**Problems:**
**1.** Please copy the passage of the personal blog post from "You want to" to "crying all day." word for word.
**2.** Continue the personal blog post about the camping trip and the random facts, picking up after its final sentence.

====== Page extract ======

The plan was to have bacon and eggs cooked leisurely over a fire for Sunday morning breakfast, smoke curling up towards the branches above, the pleasant aroma of the meal wafting through the campsite.

The reality, of course, was to wake on Sunday morning and realise that the two bags of ice in the Esky had melted, and raw eggs and bacon were floating randomly through the morass.

Mr de E, Hippomanic Jen and I had cereal instead. We dragged our sorry selves home, and I (at least) silently whispered, "Let's never do that again."

I guess Mr de Elba either didn't say the same thing, or he's forgotten ...

22 October 2008

Time for a meme

Thanks Adelaine for tagging me! I really should do more memes, I guess I just assume that you all are not that interested in my drivel about myself. But I've thought of a few things for this one.

You want to know 7 random and/or weird facts about me? Well, buckle up!

1. Although my sister can sight read about any piece of music you give her but she can't play anything from memory, I can memorise long pieces but am practially dyslexic with reading music. It might as well be Chinese.

2. Sometimes when I hug my kids, I love them so much it nearly hurts. Their small bodies feel so darn good pressed against mine, I think I'll burst. Then when I think of the "empty nest" we'll have one day, I cry a bit and I have to get busy with something or I'll keep crying all day.

3. I scream when I drive under bridges while trains go over the top. Trains are heavy, and I don't like them above me. Sure, that bridge has held for 70 years, but ... you know ...

4. Some days I fantasise about collecting up all the floor-bound objects that don't belong on the floor and throwing them out. Those particular objects would never bother me again, would they?

5. I find it very hard to drink plain milk due to "The Incident of Lesley and The Fly (1981)." I was in preschool. For morning tea one day, I realised that the usual warm plain milk that we were all served had a fly in it. It made me feel sick. I really didn't want to waste the milk, but I just had to ask the Aide, Lesley, if she would give me some more. Instead, she picked the fly out and gave the milk back to me. It turned my stomach. And now I can't bring myself to drink plain milk. Terrible, aren't I?

====== Given records ======

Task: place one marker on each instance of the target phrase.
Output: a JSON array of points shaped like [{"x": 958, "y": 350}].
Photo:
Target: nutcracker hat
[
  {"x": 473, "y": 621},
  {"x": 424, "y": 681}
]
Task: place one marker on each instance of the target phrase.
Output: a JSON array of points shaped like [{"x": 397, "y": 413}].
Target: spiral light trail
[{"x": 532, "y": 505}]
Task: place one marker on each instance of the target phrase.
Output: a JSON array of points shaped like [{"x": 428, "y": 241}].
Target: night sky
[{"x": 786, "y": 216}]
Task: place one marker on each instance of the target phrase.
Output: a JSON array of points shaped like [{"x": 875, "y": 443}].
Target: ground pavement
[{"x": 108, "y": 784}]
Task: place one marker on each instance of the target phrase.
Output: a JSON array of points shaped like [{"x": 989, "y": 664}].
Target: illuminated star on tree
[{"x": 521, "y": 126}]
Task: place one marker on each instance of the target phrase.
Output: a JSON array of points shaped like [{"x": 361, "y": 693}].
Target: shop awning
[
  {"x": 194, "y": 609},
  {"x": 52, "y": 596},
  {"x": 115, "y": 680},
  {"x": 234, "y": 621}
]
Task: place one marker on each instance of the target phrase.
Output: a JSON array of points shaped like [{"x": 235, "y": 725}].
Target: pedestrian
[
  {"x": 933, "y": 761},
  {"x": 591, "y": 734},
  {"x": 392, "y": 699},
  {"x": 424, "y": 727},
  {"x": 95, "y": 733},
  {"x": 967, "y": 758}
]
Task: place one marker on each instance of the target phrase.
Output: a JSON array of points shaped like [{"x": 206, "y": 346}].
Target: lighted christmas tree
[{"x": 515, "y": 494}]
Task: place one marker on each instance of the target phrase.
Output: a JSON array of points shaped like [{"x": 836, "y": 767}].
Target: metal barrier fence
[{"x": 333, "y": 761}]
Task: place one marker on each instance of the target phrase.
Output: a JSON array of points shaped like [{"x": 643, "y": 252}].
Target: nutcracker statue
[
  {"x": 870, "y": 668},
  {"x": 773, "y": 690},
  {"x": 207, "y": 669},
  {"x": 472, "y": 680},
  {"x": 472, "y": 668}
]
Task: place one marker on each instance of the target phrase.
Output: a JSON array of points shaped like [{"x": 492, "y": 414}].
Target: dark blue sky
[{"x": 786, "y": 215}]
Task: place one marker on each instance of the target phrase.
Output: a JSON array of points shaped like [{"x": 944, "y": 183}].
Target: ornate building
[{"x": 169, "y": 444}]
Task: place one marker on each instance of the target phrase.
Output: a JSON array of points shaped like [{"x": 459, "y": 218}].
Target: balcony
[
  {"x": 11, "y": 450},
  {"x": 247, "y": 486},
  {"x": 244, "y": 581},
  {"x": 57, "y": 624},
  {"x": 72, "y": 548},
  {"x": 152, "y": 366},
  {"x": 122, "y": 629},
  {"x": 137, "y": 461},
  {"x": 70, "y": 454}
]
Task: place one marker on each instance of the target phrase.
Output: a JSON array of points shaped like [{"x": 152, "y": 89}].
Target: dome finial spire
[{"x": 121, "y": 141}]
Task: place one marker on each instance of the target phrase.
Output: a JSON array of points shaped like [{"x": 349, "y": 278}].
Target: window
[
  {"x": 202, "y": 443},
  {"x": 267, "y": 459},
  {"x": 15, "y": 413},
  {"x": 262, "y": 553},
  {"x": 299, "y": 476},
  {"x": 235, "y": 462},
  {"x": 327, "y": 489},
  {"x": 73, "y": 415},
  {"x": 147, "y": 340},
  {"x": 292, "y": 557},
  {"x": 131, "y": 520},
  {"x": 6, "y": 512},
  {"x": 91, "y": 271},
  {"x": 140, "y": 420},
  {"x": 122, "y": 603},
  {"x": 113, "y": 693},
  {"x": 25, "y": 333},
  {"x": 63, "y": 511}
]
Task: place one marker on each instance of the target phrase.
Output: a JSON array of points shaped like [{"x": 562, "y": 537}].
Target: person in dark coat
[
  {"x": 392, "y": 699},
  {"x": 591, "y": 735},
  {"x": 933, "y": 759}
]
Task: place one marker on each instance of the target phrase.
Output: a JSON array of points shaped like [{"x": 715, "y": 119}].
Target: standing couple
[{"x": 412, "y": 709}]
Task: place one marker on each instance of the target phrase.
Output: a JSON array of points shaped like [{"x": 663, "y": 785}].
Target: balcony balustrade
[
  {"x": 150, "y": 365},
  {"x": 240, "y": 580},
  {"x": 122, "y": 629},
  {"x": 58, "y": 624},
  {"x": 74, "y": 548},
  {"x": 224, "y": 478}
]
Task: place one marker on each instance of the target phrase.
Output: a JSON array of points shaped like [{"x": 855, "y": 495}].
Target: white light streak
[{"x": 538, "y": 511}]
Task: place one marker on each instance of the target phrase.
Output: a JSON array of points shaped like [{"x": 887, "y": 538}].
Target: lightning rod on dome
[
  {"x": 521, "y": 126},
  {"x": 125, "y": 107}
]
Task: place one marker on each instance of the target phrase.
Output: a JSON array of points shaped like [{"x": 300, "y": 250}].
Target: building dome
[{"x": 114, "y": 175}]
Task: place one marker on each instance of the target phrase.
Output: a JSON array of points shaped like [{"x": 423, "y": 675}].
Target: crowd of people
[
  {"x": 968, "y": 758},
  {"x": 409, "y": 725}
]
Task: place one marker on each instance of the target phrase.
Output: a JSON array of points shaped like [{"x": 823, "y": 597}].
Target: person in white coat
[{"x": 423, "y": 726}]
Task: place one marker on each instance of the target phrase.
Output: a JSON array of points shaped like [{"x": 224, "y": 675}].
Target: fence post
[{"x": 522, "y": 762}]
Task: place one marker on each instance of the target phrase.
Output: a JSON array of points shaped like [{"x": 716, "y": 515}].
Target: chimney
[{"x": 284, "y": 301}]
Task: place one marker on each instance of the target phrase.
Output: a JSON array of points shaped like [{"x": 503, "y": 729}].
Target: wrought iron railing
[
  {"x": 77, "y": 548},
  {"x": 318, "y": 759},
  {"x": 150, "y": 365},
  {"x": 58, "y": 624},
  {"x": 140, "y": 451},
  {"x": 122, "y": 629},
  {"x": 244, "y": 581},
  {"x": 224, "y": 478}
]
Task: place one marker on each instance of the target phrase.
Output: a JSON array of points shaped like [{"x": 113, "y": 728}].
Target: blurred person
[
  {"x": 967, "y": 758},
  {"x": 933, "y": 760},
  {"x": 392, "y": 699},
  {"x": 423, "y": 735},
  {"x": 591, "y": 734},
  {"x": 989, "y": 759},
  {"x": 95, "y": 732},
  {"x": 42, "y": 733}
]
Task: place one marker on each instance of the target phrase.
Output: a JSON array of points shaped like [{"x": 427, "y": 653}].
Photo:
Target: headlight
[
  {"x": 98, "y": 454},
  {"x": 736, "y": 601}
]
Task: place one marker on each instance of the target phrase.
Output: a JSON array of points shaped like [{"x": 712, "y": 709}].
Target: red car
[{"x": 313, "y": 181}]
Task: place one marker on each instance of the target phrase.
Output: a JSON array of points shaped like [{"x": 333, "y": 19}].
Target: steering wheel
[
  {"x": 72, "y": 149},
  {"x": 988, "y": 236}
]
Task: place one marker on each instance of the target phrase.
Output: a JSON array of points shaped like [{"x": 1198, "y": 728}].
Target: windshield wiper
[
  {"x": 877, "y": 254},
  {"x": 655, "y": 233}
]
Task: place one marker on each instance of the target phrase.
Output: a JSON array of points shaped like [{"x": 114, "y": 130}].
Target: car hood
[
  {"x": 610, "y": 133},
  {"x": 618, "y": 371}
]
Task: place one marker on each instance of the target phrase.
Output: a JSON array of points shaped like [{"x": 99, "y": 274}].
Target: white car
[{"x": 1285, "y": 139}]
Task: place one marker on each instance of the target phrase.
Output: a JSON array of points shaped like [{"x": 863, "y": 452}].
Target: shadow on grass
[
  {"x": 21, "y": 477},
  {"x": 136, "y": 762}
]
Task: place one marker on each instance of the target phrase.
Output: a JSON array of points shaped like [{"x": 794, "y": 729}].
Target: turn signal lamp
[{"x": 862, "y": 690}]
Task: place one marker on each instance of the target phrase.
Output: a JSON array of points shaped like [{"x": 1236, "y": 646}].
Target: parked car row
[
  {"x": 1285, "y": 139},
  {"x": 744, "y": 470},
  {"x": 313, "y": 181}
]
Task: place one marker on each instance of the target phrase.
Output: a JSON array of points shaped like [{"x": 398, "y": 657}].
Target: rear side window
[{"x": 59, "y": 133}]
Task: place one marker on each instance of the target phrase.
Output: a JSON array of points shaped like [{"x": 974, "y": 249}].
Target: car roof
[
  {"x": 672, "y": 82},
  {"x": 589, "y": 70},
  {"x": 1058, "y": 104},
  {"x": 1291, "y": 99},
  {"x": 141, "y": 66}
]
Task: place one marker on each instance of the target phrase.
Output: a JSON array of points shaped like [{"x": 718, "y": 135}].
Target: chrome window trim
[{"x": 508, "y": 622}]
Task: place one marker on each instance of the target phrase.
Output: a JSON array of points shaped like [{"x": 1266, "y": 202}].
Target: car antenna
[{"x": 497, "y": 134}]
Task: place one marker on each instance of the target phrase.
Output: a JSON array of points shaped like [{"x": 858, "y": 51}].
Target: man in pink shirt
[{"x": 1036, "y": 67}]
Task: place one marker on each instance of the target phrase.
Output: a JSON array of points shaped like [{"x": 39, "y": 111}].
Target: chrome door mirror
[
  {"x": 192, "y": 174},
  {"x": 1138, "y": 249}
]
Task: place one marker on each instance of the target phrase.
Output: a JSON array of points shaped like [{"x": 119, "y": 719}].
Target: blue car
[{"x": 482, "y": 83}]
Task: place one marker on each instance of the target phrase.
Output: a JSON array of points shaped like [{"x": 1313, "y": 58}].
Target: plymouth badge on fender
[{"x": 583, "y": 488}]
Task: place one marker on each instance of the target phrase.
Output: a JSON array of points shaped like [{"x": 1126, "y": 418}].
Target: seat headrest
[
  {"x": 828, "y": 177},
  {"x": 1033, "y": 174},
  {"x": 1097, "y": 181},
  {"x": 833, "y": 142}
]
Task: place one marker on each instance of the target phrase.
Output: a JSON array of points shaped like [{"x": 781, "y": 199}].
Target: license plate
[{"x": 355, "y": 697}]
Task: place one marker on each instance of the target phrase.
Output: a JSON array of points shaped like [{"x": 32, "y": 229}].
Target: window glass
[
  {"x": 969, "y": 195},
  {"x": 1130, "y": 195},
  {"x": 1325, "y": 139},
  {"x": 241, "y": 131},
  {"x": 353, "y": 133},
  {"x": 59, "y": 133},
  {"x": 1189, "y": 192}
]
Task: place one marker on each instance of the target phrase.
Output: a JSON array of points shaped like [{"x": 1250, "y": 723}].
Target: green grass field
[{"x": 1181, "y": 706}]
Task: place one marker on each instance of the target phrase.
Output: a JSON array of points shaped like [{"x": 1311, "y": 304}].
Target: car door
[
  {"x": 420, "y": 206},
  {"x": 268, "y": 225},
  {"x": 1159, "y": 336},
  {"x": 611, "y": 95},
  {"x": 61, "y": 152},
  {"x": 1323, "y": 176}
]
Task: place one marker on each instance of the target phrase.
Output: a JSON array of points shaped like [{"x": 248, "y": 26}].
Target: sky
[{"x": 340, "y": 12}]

======

**The answers:**
**1.**
You want to know 7 random and/or weird facts about me? Well, buckle up!

1. Although my sister can sight read about any piece of music you give her but she can't play anything from memory, I can memorise long pieces but am practially dyslexic with reading music. It might as well be Chinese.

2. Sometimes when I hug my kids, I love them so much it nearly hurts. Their small bodies feel so darn good pressed against mine, I think I'll burst. Then when I think of the "empty nest" we'll have one day, I cry a bit and I have to get busy with something or I'll keep crying all day.

**2.**
6. In high school, I was a percussionist. I was good at tympani and the giant concert xylophone, but I was total rubbish as a drummer. But being a drummer in a rock band is still my secret fantasy.

7. I have an irrational fear of opening roller doors. Call me crazy, but there is, isn't there, the slight but real possibility that a SNAKE has curled itself up on top of the roll of door, and as you lift it open it from the inside, the action of the rolling will tip the snake off and into your outstretched arms. Won't it? No, but it's possible, isn't it?



Would YOU like to play along too? Pretend I knew that all along and cleverly TAGGED you. Let me know you've got 7 facts up about you, and I'll come and read them!

Stuff

The second-worst part about doing lots of camps for high-school students and at-risk youth is that Mr De Elba always ends up with lots of boxes of assorted camp-related things that NEVER find their way home to their properplace after camp is finished.

The absolute worst part is ending up with loads and loads and loads of LOST PROPERTY at the end of it. Things that aren't mine clog up space that is mine, and I end up not being able to function in my own house or find any of the things I need.

Following our camp in late September, we again brought back a load of stuff that wasn't ours. Instead of waiting for Mr de Elba to find homes for all the things, I decided to do it myself.

A new blog was born.

MAXX Lost Property

Any of it yours by any chance?

21 October 2008

Some Kitchen Success

Since I wrote the last blog post, I cooked something in my oven, and it worked out! Oh the joy of Sweet Sweet Culinary Success! Would you like to know what I made?

I reheated a few frozen cocktail spring rolls! And I didn't ruin them! YAY!

This is not to say I'd usually ruin the reheating of a few cocktail spring rolls. I'm just saying - this performance anxiety has had me worried that all skills I used to have will go out the window with the 1974 oven whose door never properly shut anyway.

Buoyed by my spring roll success, I thawed some pastry, put leftover Chicken & 10-Veggie Casserole inside some squares, triangled them up and cooked ... Pasties! And THEY turned out okay too!

And today after finding a really good set of saucepans (ya gotta get the posh type if you have induction, y'know) I came home, boiled some water and ... poached two eggs! And THEY turned out too!

Jamie Oliver, eat your heart out.

I'll try a proper recipe soon, I promise.

20 October 2008

Performance Anxiety!

I am suffering from a large dose of performance anxiety regarding my ability to cook anything good in my new kitchen. I have become certain that I will mess up any recipe I cook in it, despite the word "Competence" being plainly displayed on the lower edge of my new oven.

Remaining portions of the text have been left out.